*ASSIGNMENT 1*
In the snake family article, shorten the paragraph beginning "The family Micrelapidae was identified" into a bulleted list that keeps its main facts.
*ASSIGNMENT 2*
From the snake family article, reproduce word for word the passage starting at "Snakes on a" and ending at "Phylogenetics and Evolution.".

*PASSAGE TO READ*
----
Snakes on a plain

In rare scientific advance, new snake family identified in Israel

Family Micrelapidae has only three species, one in region of Israel and two in East Africa; reptiles believed to have slithered off the snake evolutionary tree 50 million years ago

A Micrelaps snake. (David David/Tel Aviv University)
A Micrelaps snake. (David David/Tel Aviv University)

A new family of snakes has been identified, including members that live only in the region of Israel, in what researchers hailed as a rare development in modern science, Tel Aviv University said in a statement Thursday.

The family Micrelapidae was identified by an international study of researchers from Finland, the US, Belgium, Madagascar, Hong Kong and Israel that included Prof. Shai Meiri of TAU’s School of Zoology. The team published a January paper on the discovery in the journal Molecular Phylogenetics and Evolution.
----
*SUPPLIED INFORMATION*
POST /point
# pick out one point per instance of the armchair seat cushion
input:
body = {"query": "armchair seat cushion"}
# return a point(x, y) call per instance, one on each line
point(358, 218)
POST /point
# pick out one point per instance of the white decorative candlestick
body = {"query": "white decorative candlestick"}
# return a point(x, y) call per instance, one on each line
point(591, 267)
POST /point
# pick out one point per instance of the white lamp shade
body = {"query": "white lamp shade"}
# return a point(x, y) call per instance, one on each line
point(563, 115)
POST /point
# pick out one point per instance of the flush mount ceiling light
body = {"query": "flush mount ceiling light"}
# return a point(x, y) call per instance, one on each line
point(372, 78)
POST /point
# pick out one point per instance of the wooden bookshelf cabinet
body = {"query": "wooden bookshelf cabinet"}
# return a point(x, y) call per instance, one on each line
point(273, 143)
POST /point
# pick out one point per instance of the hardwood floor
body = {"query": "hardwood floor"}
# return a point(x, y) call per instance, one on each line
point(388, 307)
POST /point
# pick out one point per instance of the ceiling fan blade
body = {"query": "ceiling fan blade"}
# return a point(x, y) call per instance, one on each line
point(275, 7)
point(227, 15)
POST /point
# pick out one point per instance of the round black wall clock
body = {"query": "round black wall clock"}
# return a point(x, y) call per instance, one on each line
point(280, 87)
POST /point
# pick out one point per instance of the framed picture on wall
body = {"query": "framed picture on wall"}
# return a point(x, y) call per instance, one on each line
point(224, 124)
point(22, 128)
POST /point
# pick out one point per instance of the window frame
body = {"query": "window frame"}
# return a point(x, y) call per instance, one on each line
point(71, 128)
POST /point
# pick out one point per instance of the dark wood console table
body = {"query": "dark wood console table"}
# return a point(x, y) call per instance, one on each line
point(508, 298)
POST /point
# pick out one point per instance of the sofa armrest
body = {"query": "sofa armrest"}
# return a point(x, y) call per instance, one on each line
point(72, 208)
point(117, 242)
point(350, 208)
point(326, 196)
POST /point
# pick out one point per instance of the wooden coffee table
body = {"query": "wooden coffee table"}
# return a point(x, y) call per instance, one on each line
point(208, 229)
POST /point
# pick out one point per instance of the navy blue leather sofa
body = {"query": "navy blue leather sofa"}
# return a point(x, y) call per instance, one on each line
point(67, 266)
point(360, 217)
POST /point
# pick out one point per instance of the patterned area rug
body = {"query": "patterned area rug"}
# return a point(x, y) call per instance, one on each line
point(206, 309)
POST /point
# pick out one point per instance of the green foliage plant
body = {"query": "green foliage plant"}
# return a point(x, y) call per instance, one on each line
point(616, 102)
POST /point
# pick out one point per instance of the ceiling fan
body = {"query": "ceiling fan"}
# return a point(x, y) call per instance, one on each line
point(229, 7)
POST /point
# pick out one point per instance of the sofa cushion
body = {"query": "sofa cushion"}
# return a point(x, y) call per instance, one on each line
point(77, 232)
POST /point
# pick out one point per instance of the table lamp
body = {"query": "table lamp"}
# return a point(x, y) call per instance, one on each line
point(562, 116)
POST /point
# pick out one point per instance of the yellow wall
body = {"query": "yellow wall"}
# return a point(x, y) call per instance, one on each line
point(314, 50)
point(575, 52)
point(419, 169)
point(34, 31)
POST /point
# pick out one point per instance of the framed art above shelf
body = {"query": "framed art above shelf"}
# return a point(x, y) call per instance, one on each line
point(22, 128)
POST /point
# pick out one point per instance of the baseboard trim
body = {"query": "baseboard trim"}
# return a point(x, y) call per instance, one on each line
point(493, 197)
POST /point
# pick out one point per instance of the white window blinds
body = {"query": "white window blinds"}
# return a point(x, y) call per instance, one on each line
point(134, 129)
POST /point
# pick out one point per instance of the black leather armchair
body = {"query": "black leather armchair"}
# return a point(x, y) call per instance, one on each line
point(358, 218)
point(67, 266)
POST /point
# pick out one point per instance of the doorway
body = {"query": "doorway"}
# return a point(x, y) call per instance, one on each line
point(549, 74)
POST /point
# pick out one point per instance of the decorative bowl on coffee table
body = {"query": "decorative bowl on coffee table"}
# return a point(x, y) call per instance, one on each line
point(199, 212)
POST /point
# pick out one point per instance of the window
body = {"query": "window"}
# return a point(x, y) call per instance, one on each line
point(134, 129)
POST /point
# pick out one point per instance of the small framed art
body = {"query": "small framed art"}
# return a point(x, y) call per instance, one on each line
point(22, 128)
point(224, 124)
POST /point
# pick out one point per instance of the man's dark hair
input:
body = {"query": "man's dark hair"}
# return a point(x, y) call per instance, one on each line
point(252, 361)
----
*PROBLEM SOLUTION 1*
- An international study identified the family Micrelapidae.
- The researchers came from Finland, the US, Belgium, Madagascar, Hong Kong and Israel.
- They included Prof. Shai Meiri of TAU's School of Zoology.
- The team published a paper on the discovery in January in the journal Molecular Phylogenetics and Evolution.

*PROBLEM SOLUTION 2*
Snakes on a plain

In rare scientific advance, new snake family identified in Israel

Family Micrelapidae has only three species, one in region of Israel and two in East Africa; reptiles believed to have slithered off the snake evolutionary tree 50 million years ago

A Micrelaps snake. (David David/Tel Aviv University)
A Micrelaps snake. (David David/Tel Aviv University)

A new family of snakes has been identified, including members that live only in the region of Israel, in what researchers hailed as a rare development in modern science, Tel Aviv University said in a statement Thursday.

The family Micrelapidae was identified by an international study of researchers from Finland, the US, Belgium, Madagascar, Hong Kong and Israel that included Prof. Shai Meiri of TAU’s School of Zoology. The team published a January paper on the discovery in the journal Molecular Phylogenetics and Evolution.